DATA SHOWN:

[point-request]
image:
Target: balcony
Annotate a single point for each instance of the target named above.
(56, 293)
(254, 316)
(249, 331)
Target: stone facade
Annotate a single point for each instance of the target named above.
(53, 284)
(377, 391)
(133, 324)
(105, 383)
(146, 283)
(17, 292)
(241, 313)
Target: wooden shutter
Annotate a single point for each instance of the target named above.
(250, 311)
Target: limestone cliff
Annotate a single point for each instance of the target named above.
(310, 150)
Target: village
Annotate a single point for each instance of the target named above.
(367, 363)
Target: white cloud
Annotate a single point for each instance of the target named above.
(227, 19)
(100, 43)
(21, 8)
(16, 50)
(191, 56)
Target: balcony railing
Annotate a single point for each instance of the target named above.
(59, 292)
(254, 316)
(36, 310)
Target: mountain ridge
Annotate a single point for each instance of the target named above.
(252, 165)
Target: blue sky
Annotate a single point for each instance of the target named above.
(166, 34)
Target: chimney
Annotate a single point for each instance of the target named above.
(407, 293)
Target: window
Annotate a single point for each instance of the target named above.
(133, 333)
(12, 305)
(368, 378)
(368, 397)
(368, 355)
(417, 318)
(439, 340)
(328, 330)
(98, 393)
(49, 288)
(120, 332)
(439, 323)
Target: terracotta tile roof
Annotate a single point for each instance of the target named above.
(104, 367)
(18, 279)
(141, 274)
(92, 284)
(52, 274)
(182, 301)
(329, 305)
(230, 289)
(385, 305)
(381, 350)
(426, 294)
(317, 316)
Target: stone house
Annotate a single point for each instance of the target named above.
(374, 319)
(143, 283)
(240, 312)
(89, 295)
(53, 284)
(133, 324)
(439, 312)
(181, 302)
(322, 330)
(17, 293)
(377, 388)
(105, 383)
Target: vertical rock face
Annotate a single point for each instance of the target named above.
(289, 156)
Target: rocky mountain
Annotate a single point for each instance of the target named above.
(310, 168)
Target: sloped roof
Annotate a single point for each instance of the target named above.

--

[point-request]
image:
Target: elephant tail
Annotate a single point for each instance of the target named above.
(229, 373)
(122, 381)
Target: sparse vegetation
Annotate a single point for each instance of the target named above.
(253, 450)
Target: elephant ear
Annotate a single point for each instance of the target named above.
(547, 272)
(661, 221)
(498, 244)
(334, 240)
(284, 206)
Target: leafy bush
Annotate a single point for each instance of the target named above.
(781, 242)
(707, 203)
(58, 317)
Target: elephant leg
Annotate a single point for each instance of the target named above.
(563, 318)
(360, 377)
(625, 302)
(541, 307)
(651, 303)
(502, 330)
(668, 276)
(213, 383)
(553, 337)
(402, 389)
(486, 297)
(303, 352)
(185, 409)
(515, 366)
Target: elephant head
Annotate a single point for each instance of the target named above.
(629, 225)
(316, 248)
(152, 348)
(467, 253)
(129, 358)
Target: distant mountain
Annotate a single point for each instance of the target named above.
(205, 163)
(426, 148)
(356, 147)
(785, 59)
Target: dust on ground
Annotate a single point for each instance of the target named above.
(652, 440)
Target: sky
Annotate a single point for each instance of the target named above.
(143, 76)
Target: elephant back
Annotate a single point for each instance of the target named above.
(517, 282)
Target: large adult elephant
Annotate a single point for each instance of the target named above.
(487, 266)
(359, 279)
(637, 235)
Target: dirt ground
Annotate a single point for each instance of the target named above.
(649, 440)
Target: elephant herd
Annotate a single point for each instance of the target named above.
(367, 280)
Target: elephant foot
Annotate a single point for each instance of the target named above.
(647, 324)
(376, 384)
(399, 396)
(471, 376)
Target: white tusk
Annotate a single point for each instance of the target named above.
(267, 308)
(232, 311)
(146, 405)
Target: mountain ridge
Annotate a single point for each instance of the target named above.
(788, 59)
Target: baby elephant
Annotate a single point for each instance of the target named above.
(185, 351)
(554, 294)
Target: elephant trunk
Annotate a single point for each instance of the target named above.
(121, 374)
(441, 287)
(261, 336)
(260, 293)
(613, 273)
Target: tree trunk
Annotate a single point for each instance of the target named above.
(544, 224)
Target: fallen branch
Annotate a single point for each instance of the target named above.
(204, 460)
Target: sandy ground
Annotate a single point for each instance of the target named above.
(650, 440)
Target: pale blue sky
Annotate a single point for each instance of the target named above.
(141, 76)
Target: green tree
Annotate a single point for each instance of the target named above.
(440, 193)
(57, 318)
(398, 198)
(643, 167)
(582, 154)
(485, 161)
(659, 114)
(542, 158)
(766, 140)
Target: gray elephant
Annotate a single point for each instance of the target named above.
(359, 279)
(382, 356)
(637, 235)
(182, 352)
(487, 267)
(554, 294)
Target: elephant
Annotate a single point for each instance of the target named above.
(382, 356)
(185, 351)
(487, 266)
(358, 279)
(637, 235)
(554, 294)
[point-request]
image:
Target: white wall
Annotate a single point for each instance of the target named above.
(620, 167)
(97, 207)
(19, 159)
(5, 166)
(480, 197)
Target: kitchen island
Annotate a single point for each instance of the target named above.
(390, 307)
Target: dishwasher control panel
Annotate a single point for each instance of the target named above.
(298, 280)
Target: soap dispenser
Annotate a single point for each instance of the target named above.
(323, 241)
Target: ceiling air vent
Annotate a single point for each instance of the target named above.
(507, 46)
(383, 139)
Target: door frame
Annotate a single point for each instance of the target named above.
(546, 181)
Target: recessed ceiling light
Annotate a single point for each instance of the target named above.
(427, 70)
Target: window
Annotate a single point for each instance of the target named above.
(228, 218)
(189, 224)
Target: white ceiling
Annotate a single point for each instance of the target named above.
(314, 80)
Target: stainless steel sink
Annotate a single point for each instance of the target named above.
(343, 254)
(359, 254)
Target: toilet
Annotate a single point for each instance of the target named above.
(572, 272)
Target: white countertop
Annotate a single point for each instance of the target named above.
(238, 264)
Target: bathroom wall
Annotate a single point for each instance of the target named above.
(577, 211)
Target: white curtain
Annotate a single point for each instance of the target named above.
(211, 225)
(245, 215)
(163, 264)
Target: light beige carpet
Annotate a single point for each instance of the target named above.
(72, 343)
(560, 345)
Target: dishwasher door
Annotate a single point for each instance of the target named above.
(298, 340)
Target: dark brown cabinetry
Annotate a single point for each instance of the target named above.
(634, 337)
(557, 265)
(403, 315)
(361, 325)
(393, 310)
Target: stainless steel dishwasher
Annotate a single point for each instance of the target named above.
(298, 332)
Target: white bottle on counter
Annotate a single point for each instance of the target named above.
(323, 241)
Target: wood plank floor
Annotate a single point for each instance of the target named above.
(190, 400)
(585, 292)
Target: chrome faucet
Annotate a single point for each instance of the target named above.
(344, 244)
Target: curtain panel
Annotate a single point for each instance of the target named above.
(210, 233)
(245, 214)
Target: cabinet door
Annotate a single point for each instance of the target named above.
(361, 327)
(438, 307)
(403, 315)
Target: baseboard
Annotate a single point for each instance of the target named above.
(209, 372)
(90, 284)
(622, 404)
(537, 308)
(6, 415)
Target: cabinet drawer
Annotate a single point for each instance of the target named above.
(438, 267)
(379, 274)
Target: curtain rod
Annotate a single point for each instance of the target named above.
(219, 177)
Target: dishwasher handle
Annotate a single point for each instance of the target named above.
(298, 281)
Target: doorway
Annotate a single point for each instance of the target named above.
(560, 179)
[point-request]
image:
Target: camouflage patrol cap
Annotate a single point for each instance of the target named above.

AIM: Please count the lines of the material above that contain the word "dishwasher" and give only that number.

ANSWER TO THIS TASK: 4